WHAT IS EXPECTED:
Return all of the entries below, word for word. Omit each picture.

SOURCE INFORMATION:
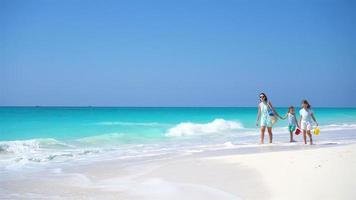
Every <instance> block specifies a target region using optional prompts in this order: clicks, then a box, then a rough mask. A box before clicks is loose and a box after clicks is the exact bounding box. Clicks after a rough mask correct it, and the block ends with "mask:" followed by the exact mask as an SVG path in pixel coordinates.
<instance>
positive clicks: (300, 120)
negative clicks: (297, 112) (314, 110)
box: [298, 115, 302, 127]
mask: <svg viewBox="0 0 356 200" xmlns="http://www.w3.org/2000/svg"><path fill="white" fill-rule="evenodd" d="M298 124H299V127H301V126H302V116H301V115H300V118H299V123H298Z"/></svg>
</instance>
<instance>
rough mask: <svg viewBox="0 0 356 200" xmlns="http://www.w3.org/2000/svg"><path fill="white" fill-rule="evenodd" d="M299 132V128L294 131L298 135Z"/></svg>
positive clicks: (295, 133) (300, 132)
mask: <svg viewBox="0 0 356 200" xmlns="http://www.w3.org/2000/svg"><path fill="white" fill-rule="evenodd" d="M301 132H302V131H301V130H300V128H297V129H296V130H295V132H294V133H295V134H296V135H299V134H300V133H301Z"/></svg>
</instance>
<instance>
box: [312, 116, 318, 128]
mask: <svg viewBox="0 0 356 200" xmlns="http://www.w3.org/2000/svg"><path fill="white" fill-rule="evenodd" d="M311 116H312V118H313V120H314V122H315V123H316V126H319V124H318V122H317V121H316V119H315V116H314V113H312V114H311Z"/></svg>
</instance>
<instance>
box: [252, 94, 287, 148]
mask: <svg viewBox="0 0 356 200" xmlns="http://www.w3.org/2000/svg"><path fill="white" fill-rule="evenodd" d="M260 101H261V102H260V103H259V104H258V113H257V120H256V126H258V121H259V120H261V122H260V125H261V144H263V143H264V138H265V130H266V127H267V130H268V136H269V143H272V125H273V124H274V123H273V119H275V116H274V115H276V116H278V117H279V118H281V116H279V114H278V113H277V111H276V110H275V109H274V107H273V106H272V103H271V102H270V101H268V99H267V96H266V94H265V93H261V94H260ZM281 119H282V118H281Z"/></svg>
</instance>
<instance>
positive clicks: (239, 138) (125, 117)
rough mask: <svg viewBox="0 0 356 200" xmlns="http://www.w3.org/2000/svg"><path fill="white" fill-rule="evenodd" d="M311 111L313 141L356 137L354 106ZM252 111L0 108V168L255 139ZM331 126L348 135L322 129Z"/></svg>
mask: <svg viewBox="0 0 356 200" xmlns="http://www.w3.org/2000/svg"><path fill="white" fill-rule="evenodd" d="M277 110H278V112H279V113H280V114H281V115H284V114H285V113H286V112H287V108H277ZM313 110H314V113H315V115H316V117H317V120H318V122H319V125H320V128H321V131H322V134H321V136H318V138H317V139H316V141H317V142H319V143H322V142H324V143H327V142H330V141H356V135H355V134H350V130H351V133H355V131H354V130H356V108H314V109H313ZM296 111H297V113H298V108H297V110H296ZM256 114H257V108H108V107H105V108H97V107H1V108H0V168H1V167H8V166H13V165H14V163H15V164H16V165H18V164H20V165H24V164H27V163H43V162H50V161H66V160H73V159H74V160H76V159H82V158H87V157H90V156H97V155H100V157H103V155H111V156H115V157H122V158H124V157H125V158H126V157H135V156H147V155H164V154H167V153H172V152H179V151H183V152H187V151H202V150H206V149H219V148H231V147H236V146H241V145H246V144H247V145H249V144H250V145H251V144H256V143H258V141H259V129H258V128H257V127H256V126H255V121H256ZM286 126H287V121H286V120H284V121H283V120H280V121H278V123H277V124H276V126H275V127H274V135H275V136H274V138H275V141H276V142H277V143H278V142H285V141H288V132H287V129H286ZM332 130H346V131H347V132H343V131H341V132H337V134H333V133H332V132H331V133H330V134H324V133H325V132H327V131H332Z"/></svg>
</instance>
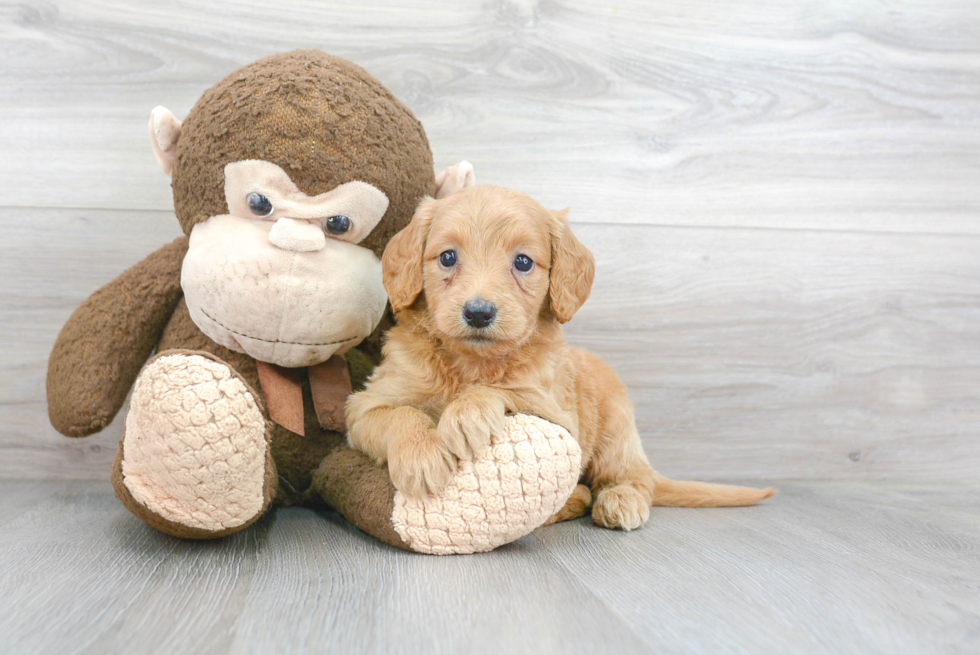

RESPONSE TO THE TASK:
Every <instance> block specifies a target region using optional prompts in this order: clicks, then a box, then a rough mask. A box before clicks is loose and a box after clicks is the exact bounding box. Clicks after a rough mask correct it, and the block ends with "mask:" followed by the exact mask as an SVG path in pixel coordinates.
<instance>
positive clicks: (300, 120)
negative clicks: (297, 112) (314, 110)
box: [298, 115, 302, 127]
mask: <svg viewBox="0 0 356 200" xmlns="http://www.w3.org/2000/svg"><path fill="white" fill-rule="evenodd" d="M298 124H299V127H301V126H302V116H301V115H300V118H299V123H298Z"/></svg>
</instance>
<instance>
rough mask: <svg viewBox="0 0 356 200" xmlns="http://www.w3.org/2000/svg"><path fill="white" fill-rule="evenodd" d="M299 132V128L294 131L298 135Z"/></svg>
positive clicks: (295, 133) (300, 132)
mask: <svg viewBox="0 0 356 200" xmlns="http://www.w3.org/2000/svg"><path fill="white" fill-rule="evenodd" d="M301 132H302V131H301V130H300V128H297V129H296V130H295V132H294V133H295V134H296V135H299V134H300V133H301Z"/></svg>
</instance>
<instance>
box: [312, 116, 318, 128]
mask: <svg viewBox="0 0 356 200" xmlns="http://www.w3.org/2000/svg"><path fill="white" fill-rule="evenodd" d="M311 116H312V118H313V120H314V122H315V123H316V126H319V124H318V122H317V121H316V119H315V116H314V113H312V114H311Z"/></svg>
</instance>
<instance>
box: [252, 94, 287, 148]
mask: <svg viewBox="0 0 356 200" xmlns="http://www.w3.org/2000/svg"><path fill="white" fill-rule="evenodd" d="M260 101H261V102H260V103H259V104H258V113H257V120H256V126H258V121H259V120H261V122H260V125H261V144H263V143H264V138H265V130H266V127H267V130H268V136H269V143H272V125H273V124H274V123H273V119H275V116H274V115H276V116H278V117H279V118H281V116H279V114H278V113H277V111H276V110H275V109H274V107H273V106H272V103H271V102H270V101H268V99H267V96H266V94H265V93H261V94H260ZM281 119H282V118H281Z"/></svg>
</instance>
<instance>
positive clicks: (239, 138) (125, 117)
rough mask: <svg viewBox="0 0 356 200" xmlns="http://www.w3.org/2000/svg"><path fill="white" fill-rule="evenodd" d="M311 111L313 141L356 137L354 106ZM252 111L0 108V168L255 139ZM331 126L348 135L322 129Z"/></svg>
mask: <svg viewBox="0 0 356 200" xmlns="http://www.w3.org/2000/svg"><path fill="white" fill-rule="evenodd" d="M277 110H278V112H279V113H280V114H281V115H284V114H285V113H286V112H287V108H277ZM313 110H314V113H315V115H316V117H317V120H318V122H319V125H320V128H321V131H322V134H321V136H318V138H317V139H316V141H317V142H319V143H322V142H324V143H327V142H330V141H356V135H355V134H350V130H351V133H355V131H354V130H356V108H314V109H313ZM296 111H297V113H298V108H297V110H296ZM256 114H257V108H108V107H105V108H97V107H1V108H0V168H1V167H8V166H13V165H14V163H15V164H16V165H18V164H20V165H24V164H27V163H43V162H50V161H66V160H73V159H74V160H76V159H82V158H87V157H90V156H97V155H100V157H103V155H111V156H115V157H122V158H124V157H125V158H126V157H135V156H147V155H164V154H167V153H172V152H179V151H183V152H187V151H202V150H206V149H219V148H231V147H236V146H241V145H246V144H247V145H249V144H250V145H251V144H256V143H258V141H259V129H258V128H257V127H256V126H255V121H256ZM286 126H287V121H286V120H284V121H283V120H280V121H278V123H277V124H276V126H275V127H274V135H275V136H274V138H275V141H276V142H277V143H278V142H285V141H288V132H287V129H286ZM332 130H346V131H347V132H343V131H341V132H337V134H333V133H332V132H331V133H330V134H324V133H325V132H327V131H332Z"/></svg>
</instance>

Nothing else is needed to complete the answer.